Your task.
Carry on the passage about spending on child health and the children's lives it saved, starting right after its final sentence.

Excerpted passage.
--------------------

This analysis builds off the work of an international collaboration of researchers and, for the first time, creates a score card that allows governments, policymakers, and donors to track investments in child health and to link those investments to child deaths averted across countries in a comparable manner.
The leaders of the Institute for Health Metrics and Evaluation (IHME) at the University of Washington and the UN Secretary-General’s Special Envoy for Financing the Health Millennium Development Goals and for Malaria found that from 2000 to 2014, low- and middle-income country governments spent $133 billion on child health, and private and public donors – mostly in high-income countries – spent $73.6 billion.
The governments saved about 20 million children in their own countries, and the donors saved an additional 14 million children. Among donor agencies, some of the largest sources of funding also saved the most lives over the period of 2000 to 2014. The United States government, for example, saved the lives of 3.3 million children under the age of 5. The government of the United Kingdom saved 1.7 million children. And the Bill & Melinda Gates Foundation saved 1.5 million lives, according to the analysis.

--------------------

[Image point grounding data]
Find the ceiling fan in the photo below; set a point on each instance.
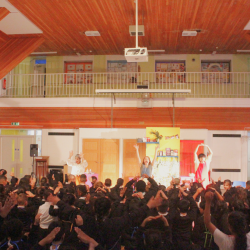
(138, 54)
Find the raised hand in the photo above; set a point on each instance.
(79, 220)
(149, 218)
(122, 191)
(145, 176)
(70, 154)
(154, 201)
(85, 238)
(29, 194)
(37, 219)
(82, 156)
(209, 196)
(50, 237)
(8, 205)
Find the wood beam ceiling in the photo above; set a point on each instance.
(188, 118)
(15, 50)
(3, 12)
(221, 25)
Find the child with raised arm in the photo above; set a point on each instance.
(78, 166)
(146, 167)
(202, 165)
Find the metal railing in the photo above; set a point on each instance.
(201, 84)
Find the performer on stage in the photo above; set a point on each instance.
(78, 166)
(146, 167)
(202, 164)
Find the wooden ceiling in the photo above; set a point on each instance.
(188, 118)
(63, 23)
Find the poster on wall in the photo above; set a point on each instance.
(170, 72)
(127, 71)
(213, 69)
(167, 164)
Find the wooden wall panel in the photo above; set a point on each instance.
(15, 50)
(200, 118)
(220, 25)
(3, 12)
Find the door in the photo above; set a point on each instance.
(91, 150)
(15, 155)
(8, 155)
(24, 161)
(131, 167)
(102, 156)
(39, 79)
(110, 159)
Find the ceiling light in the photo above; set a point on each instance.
(189, 33)
(43, 53)
(156, 50)
(92, 33)
(247, 27)
(243, 50)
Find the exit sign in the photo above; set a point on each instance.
(15, 123)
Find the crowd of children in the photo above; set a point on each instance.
(135, 215)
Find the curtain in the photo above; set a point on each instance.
(187, 148)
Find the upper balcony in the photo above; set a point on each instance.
(201, 84)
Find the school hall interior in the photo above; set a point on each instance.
(54, 55)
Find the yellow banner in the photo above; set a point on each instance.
(21, 150)
(13, 150)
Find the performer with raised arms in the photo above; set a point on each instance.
(78, 165)
(146, 167)
(202, 165)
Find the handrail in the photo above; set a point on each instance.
(202, 84)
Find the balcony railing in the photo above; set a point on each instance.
(208, 85)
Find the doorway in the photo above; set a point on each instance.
(102, 156)
(15, 155)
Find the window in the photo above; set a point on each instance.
(215, 71)
(77, 72)
(170, 72)
(127, 72)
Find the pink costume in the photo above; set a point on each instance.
(202, 173)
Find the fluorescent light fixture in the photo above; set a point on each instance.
(243, 50)
(189, 33)
(247, 27)
(143, 91)
(92, 33)
(43, 53)
(156, 50)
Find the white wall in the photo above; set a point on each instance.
(57, 147)
(123, 102)
(228, 152)
(108, 133)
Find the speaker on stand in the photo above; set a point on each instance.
(33, 153)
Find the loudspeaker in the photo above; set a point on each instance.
(33, 150)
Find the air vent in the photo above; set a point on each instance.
(132, 30)
(92, 33)
(189, 33)
(61, 134)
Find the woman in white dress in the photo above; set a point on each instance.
(78, 165)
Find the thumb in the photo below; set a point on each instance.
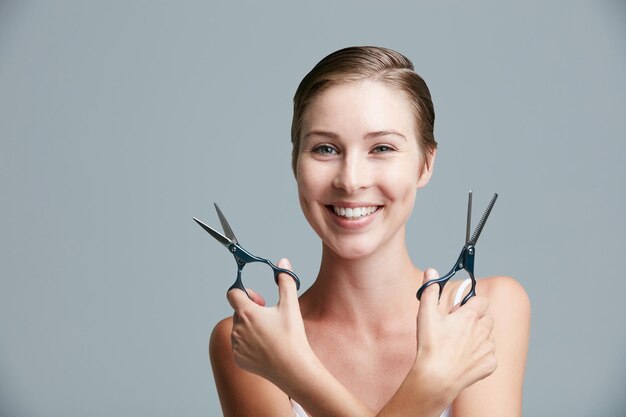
(430, 296)
(237, 298)
(287, 291)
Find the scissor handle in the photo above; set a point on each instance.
(442, 281)
(244, 257)
(278, 270)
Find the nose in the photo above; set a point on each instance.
(352, 175)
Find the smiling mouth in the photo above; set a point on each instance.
(353, 213)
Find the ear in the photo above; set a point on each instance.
(426, 170)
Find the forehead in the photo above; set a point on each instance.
(361, 106)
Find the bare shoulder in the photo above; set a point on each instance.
(241, 393)
(507, 297)
(500, 394)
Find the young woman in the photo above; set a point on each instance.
(358, 342)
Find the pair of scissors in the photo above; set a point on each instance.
(466, 258)
(242, 256)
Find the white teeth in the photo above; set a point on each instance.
(354, 213)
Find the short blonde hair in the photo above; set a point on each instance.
(366, 62)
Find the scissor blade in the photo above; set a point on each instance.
(469, 216)
(225, 226)
(483, 220)
(217, 235)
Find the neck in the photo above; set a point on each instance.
(365, 293)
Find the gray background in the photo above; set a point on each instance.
(120, 120)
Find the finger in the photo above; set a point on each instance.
(237, 298)
(256, 297)
(287, 290)
(430, 296)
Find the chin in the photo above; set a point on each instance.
(351, 250)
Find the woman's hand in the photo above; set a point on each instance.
(454, 348)
(269, 341)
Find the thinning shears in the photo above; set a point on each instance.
(242, 256)
(466, 258)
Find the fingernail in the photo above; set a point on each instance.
(431, 273)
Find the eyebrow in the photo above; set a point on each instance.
(371, 135)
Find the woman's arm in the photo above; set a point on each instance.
(271, 342)
(500, 394)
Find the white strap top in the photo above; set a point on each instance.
(298, 411)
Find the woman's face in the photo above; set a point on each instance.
(359, 166)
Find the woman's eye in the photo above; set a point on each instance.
(383, 149)
(325, 150)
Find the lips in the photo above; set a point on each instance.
(353, 213)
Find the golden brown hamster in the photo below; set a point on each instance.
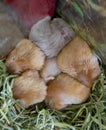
(77, 60)
(29, 88)
(64, 90)
(25, 56)
(50, 69)
(51, 35)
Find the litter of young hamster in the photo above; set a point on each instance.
(53, 66)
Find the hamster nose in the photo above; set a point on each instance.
(13, 70)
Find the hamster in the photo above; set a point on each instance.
(64, 90)
(77, 60)
(25, 56)
(51, 35)
(50, 69)
(29, 88)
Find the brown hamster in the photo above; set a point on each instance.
(10, 33)
(51, 35)
(64, 90)
(25, 56)
(29, 88)
(50, 69)
(77, 60)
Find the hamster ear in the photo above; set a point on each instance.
(64, 32)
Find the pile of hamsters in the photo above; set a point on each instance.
(53, 65)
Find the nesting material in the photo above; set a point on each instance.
(64, 90)
(77, 61)
(50, 69)
(51, 35)
(25, 56)
(29, 88)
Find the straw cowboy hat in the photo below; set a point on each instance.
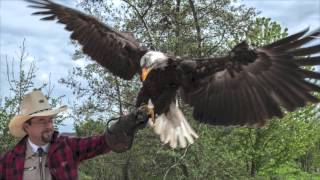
(33, 104)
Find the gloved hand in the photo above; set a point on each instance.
(120, 131)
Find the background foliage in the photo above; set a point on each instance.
(285, 149)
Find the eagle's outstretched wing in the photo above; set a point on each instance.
(253, 84)
(117, 51)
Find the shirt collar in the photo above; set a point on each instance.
(35, 147)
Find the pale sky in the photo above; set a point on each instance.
(49, 44)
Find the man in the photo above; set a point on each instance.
(44, 155)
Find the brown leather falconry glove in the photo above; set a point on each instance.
(120, 131)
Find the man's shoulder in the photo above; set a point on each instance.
(7, 155)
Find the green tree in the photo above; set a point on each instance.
(20, 81)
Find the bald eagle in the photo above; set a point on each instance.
(244, 88)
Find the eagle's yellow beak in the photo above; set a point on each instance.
(144, 73)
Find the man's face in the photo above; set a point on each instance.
(40, 130)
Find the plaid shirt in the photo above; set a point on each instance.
(65, 154)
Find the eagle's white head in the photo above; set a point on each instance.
(152, 60)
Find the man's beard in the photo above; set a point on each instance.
(46, 136)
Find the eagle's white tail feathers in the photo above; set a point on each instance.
(173, 128)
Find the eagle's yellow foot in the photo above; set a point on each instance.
(150, 111)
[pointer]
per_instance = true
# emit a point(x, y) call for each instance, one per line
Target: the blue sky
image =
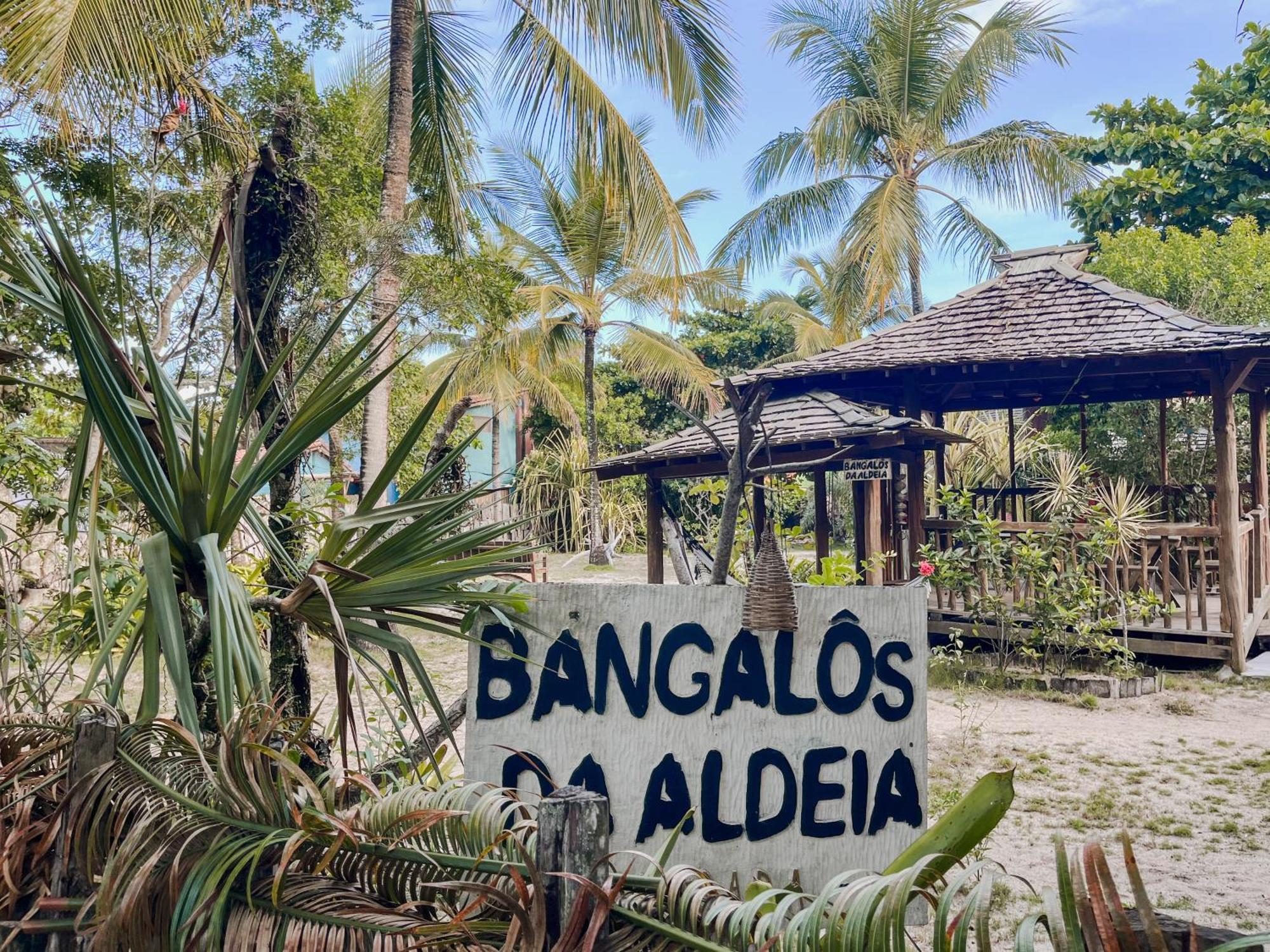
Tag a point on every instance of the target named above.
point(1123, 49)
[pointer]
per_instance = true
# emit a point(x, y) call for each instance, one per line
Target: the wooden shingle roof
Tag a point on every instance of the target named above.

--------------------

Result for this task.
Those funders channeled their money through a variety of agencies, which also are reflected in the new score card. For example, GAVI saved 2.2 million children’s lives, more than any other funding channel, while USAID, the World Bank, UNICEF, and the Global Fund all saved more than 1 million children’ lives each.
“You can spend $4,000 on many different things, but there are very few places where the money would deliver the kind of impact you get by investing it in child health,” said Dr. Christopher Murray, IHME Director. “If you invest in the poorest countries, you will see the biggest impact in child health because the costs of things like nutrition programs, vaccines, and primary care are lower.”
The article’s authors found that to save a child’s life, the average cost is US$4,205 in low-income countries such as Tanzania and Haiti, $6,496 in lower-middle-income countries such as India and Zambia, and $10,016 in upper-middle-income countries such as Botswana and Thailand. Costs generally increase as costs of interventions in countries rise.
IHME and the Special Envoy’s office hope that the scorecard will be further developed and updated annually to measure the effects of investments, incentivize progress, and drive innovation to fill gaps in funding or interventions.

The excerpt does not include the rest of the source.